**Excerpted text:**
□ □ □ □

A special ceremony to mark the sculpture’s completion will be held at the park, located at Edgerly Road between Burbank and Norway streets in the East Fenway, Thursday, August 18th from noon to 1 p.m., and will include remarks by Mayor Martin J. Walsh, Chief of Arts Julie Burros, and Fenway Alliance Executive Director Kelly Brilliant, and will feature musical performances by classical musicians and  Berklee College of Music. Sponsors for the unveiling include the Boston Symphony Orchestra and the Friends of Symphony Park.

Major support by:

The Edward Ingersoll Browne Fund

The George B. Henderson Foundation

Berklee College of Music

Mike Meskin

Mission Hill/Fenway Neighborhood Trust, Inc.

Northeastern University

The Euler-Abusheleih Family

The Hamilton Company Charitable Foundation

The First Church of Christ, Scientist

Linda Brown and Albert Blangio

Bill Richardson and Lauren Dever

The Fenway Park Demonstration Project community benefits fund

 

 

About Jacob Kulin:

 

Jacob Kulin is an accomplished sculptor, metalsmith and furniture maker. A graduate of Skidmore College, Kulin received a Master of Fine Arts degree from Cranbrook Academy of Art. Today, he works on private, corporate and public commissions internationally ranging from smaller residential pieces to grand outdoor sculptures for commercial and public spaces.

As a Boston-based sculptor of Danish heritage, Kulin’s longstanding admiration for Scandinavian design has influenced his creative pursuits. The interplay of materials like steel, bronze, glass, and granite, remain a primary focus in his work, incorporating precise fabrication, attention to detail, and a melding of materials. Kulin strives to integrate the perfection of nature into most of his works and feels a deep-rooted connection to natural forms. He believes a finished artwork must compliment a space, engage the viewer and leave a lasting impression.

□ □ □ □

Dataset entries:
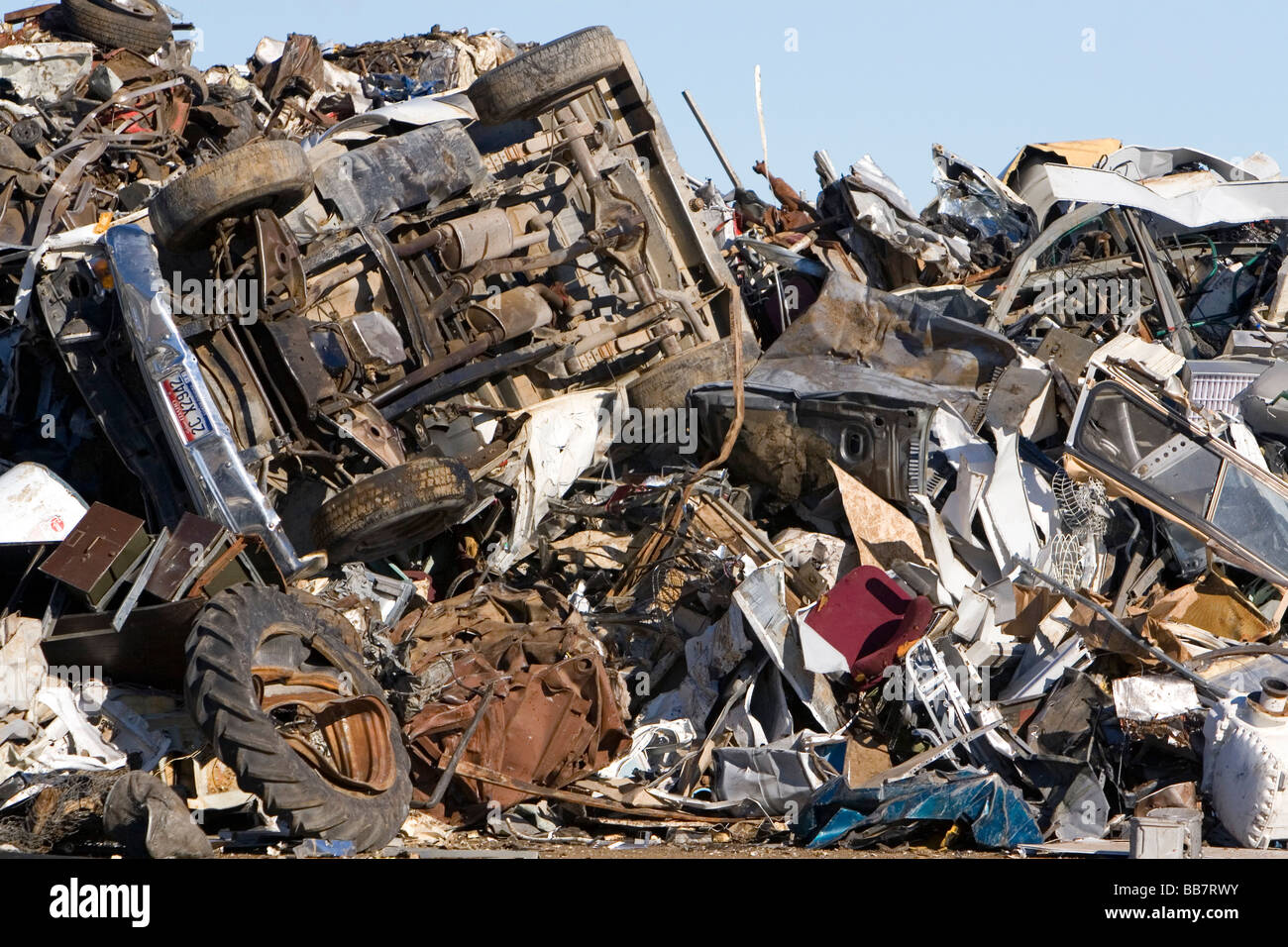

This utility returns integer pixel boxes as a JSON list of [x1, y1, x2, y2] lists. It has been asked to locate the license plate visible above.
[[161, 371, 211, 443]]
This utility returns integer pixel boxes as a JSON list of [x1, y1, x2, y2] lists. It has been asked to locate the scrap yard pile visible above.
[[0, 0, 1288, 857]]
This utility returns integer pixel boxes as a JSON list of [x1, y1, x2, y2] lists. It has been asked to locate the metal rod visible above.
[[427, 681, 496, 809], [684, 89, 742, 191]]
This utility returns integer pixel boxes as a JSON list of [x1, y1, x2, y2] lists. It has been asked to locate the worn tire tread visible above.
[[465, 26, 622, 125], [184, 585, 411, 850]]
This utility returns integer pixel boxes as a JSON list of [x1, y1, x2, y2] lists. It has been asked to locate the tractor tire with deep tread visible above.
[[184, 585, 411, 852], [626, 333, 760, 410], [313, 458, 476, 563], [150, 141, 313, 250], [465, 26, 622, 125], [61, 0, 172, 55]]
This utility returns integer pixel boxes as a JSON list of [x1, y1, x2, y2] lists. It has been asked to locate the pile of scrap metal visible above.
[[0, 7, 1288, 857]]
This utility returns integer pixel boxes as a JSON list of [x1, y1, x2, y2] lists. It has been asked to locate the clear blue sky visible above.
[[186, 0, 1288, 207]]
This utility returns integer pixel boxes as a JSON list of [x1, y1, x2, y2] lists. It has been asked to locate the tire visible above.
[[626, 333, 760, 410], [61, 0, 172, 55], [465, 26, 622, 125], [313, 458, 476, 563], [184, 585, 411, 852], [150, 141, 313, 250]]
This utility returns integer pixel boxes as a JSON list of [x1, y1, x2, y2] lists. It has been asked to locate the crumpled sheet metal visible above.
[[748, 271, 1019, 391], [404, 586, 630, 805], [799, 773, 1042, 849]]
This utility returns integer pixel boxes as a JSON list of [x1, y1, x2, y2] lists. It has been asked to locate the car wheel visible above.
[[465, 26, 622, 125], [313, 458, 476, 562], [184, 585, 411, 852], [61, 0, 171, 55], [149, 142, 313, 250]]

□ □ □ □

**Problem 1:**
In the sculpture announcement, at which school did Jacob Kulin receive his Master of Fine Arts degree?
**Problem 2:**
Continue the sculpture announcement from its last sentence.
The dataset entries play no part in this work.

**Expected answer 1:**
Cranbrook Academy of Art

**Expected answer 2:**
Kulin’s accomplishments range from sculptures for clients such as Royal Caribbean Cruise Lines and Viking River Cruises to corporate works for Wellington Management, Palomar Medical Tech and AstraZeneca Corporation. Most recently, Kulin completed a large public sculpture for the Massachusetts Port Authority at Boston Logan International Airport. His approach to public sculpture begins by understanding the desires of the client and having collaborative dialog with all agencies involved. He enjoys the process of learning about the space for which a sculpture is intended in order to fully understand and predict the visual and physical impact of the design.

 

About the Friends of Symphony Park:

 

The Friends of Symphony Park are an all-volunteer organization, dedicated to the maintenance of Symphony Community Park in the East Fenway. Their work has mobilized the capital restoration of the park, spearheaded a musically themed artwork, and facilitated 6 years of free park programs for residents and visitors. Symphony Park is located at the corner of Edgerly Road and Norway Street in Boston's East Fenway neighborhood.